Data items
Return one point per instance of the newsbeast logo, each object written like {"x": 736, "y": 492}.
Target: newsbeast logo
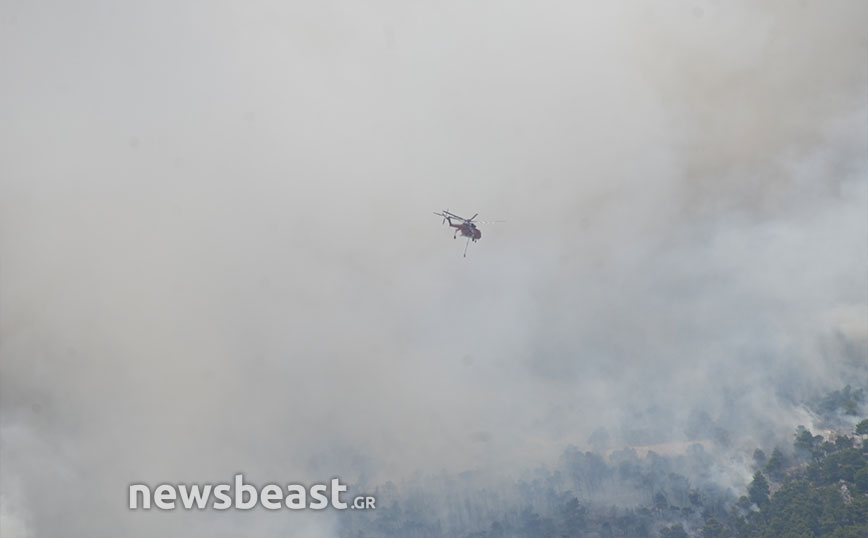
{"x": 245, "y": 496}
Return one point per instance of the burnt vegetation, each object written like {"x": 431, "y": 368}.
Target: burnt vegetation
{"x": 815, "y": 488}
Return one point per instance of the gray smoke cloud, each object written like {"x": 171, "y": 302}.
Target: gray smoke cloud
{"x": 217, "y": 252}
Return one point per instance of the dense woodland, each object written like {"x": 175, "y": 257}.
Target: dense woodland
{"x": 813, "y": 487}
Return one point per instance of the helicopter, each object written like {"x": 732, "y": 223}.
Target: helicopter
{"x": 466, "y": 227}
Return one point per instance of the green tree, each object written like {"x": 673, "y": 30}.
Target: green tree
{"x": 758, "y": 490}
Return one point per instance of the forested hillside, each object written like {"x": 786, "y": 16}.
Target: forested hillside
{"x": 815, "y": 487}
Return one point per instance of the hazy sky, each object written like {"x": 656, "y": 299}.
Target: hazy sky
{"x": 217, "y": 252}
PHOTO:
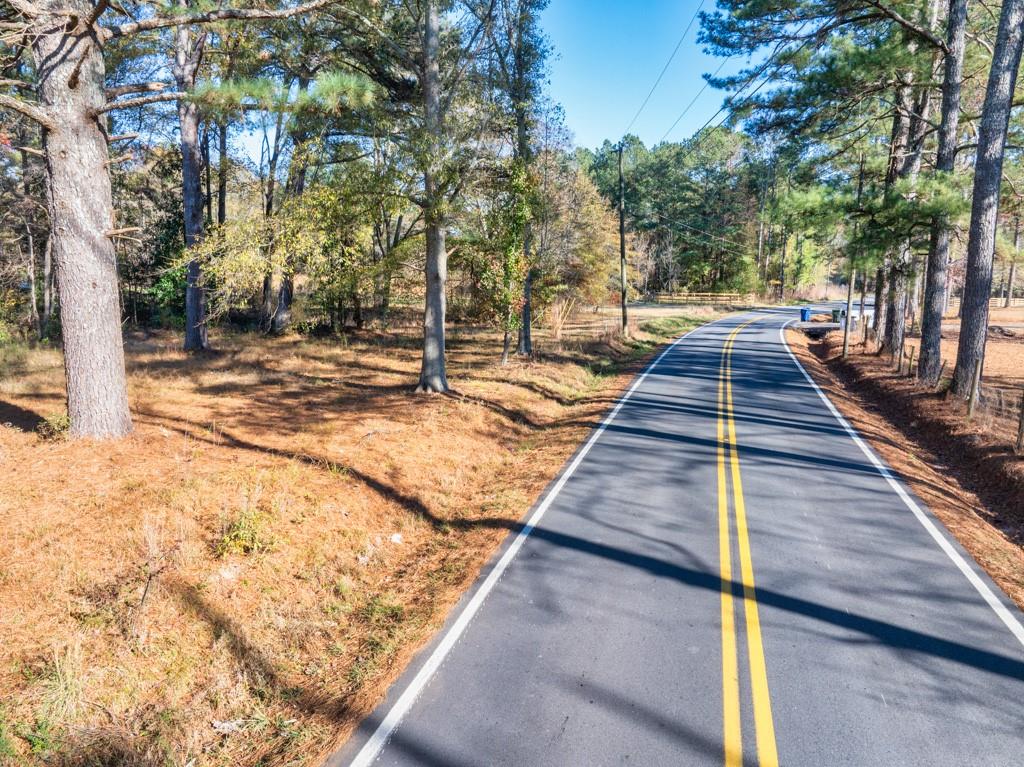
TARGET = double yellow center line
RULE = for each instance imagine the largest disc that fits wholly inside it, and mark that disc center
(728, 467)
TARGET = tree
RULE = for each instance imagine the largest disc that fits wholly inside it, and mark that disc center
(930, 363)
(985, 198)
(68, 43)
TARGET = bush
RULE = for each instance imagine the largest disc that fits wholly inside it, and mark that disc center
(54, 427)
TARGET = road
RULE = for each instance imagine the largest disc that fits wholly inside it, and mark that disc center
(722, 576)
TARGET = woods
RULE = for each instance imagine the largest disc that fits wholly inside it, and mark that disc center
(855, 151)
(381, 128)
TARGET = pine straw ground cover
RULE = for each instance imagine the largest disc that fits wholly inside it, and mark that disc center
(965, 472)
(238, 582)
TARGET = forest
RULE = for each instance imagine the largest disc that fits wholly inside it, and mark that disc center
(303, 304)
(313, 166)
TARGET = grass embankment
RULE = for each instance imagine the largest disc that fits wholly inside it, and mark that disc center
(238, 582)
(965, 471)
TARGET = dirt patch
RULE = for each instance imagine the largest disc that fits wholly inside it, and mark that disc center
(971, 480)
(240, 581)
(1004, 355)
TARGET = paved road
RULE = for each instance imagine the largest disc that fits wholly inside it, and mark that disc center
(714, 585)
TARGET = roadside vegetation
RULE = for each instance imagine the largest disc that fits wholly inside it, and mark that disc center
(239, 581)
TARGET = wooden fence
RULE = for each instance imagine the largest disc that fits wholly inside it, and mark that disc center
(993, 303)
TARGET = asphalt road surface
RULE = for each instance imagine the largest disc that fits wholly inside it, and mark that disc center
(722, 576)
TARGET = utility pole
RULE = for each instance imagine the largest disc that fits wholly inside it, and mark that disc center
(622, 238)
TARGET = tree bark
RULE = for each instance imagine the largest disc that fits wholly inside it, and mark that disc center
(985, 201)
(1013, 264)
(221, 172)
(525, 336)
(879, 321)
(30, 268)
(936, 273)
(432, 373)
(71, 78)
(187, 55)
(46, 315)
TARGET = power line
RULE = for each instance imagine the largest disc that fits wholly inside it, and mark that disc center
(666, 68)
(728, 101)
(694, 100)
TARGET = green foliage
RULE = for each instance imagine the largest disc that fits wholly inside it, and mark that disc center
(245, 534)
(53, 427)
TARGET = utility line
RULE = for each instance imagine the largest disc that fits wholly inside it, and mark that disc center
(728, 101)
(666, 68)
(694, 100)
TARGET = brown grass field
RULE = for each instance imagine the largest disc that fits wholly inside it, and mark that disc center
(238, 582)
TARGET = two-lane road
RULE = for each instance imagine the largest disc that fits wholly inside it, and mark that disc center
(723, 574)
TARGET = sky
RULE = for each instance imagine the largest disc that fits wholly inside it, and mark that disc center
(607, 55)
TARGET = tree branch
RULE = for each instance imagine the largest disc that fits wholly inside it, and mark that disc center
(223, 14)
(910, 26)
(28, 110)
(123, 90)
(141, 101)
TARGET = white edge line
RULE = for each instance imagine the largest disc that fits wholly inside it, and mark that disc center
(982, 588)
(371, 750)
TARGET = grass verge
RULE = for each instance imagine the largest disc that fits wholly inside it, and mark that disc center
(239, 582)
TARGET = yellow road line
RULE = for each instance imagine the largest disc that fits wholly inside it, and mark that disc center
(733, 742)
(763, 723)
(764, 726)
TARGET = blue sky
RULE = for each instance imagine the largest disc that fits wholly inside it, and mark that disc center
(607, 55)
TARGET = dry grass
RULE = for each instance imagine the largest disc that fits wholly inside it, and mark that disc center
(970, 479)
(238, 582)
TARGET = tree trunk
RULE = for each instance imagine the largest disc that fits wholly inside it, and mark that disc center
(506, 345)
(985, 202)
(1013, 264)
(936, 273)
(71, 78)
(432, 375)
(30, 269)
(879, 321)
(525, 336)
(187, 54)
(221, 172)
(44, 318)
(283, 312)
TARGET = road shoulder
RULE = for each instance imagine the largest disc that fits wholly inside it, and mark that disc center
(961, 510)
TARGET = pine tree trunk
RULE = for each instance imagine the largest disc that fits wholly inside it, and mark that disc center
(44, 318)
(879, 321)
(221, 172)
(432, 374)
(985, 202)
(1013, 264)
(71, 79)
(525, 335)
(936, 275)
(187, 54)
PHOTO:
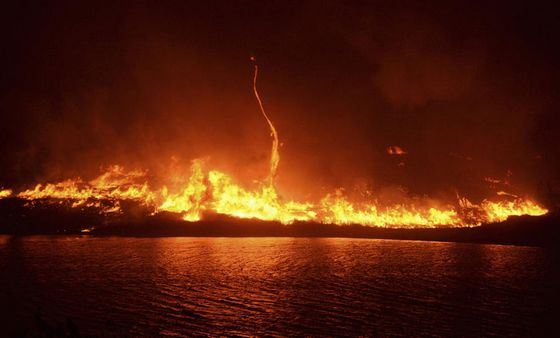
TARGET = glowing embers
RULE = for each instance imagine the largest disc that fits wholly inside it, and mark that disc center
(213, 191)
(216, 192)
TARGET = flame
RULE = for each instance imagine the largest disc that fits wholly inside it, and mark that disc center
(4, 193)
(213, 191)
(274, 154)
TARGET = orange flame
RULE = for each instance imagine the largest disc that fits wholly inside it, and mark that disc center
(214, 191)
(4, 193)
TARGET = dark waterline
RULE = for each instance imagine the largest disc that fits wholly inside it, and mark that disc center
(278, 286)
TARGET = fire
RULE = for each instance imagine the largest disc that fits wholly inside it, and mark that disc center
(396, 150)
(212, 191)
(5, 193)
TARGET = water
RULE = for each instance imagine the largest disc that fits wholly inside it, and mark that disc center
(274, 286)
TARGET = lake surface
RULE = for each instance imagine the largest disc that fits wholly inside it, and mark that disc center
(274, 286)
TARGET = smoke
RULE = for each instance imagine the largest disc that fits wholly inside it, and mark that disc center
(468, 92)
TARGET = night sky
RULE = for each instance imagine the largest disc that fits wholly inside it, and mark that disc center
(469, 90)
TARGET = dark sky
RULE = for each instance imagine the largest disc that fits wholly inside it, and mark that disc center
(469, 90)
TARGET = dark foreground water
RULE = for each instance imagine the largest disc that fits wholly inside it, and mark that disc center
(274, 286)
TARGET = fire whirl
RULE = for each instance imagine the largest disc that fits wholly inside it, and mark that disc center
(212, 191)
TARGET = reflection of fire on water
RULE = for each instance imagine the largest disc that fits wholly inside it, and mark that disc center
(214, 191)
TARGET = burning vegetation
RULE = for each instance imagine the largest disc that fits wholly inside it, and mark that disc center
(210, 191)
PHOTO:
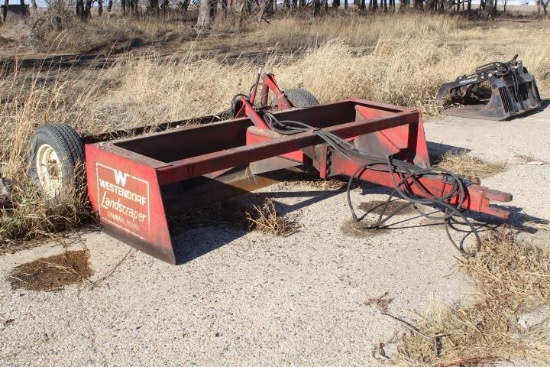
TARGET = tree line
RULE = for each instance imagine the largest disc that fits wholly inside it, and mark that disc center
(208, 8)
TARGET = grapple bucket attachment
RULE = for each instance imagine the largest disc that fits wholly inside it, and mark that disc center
(136, 184)
(496, 91)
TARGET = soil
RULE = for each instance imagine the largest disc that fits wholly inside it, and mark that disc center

## EXERCISE
Output only an exact transcription of the lines above from the one with "TARGET = yellow road line" up to and including the one with "TARGET = dry grass".

## WRITTEN RESPONSE
TARGET = yellow road line
RULE = for each instance imagine the largest disc that fits wholly inside it, and mark that disc center
(733, 742)
(763, 723)
(764, 726)
TARGET = blue sky
RULE = for each instance imagine the largest disc that fits wholly inside it, and mark that disc center
(607, 55)
TARGET = dry grass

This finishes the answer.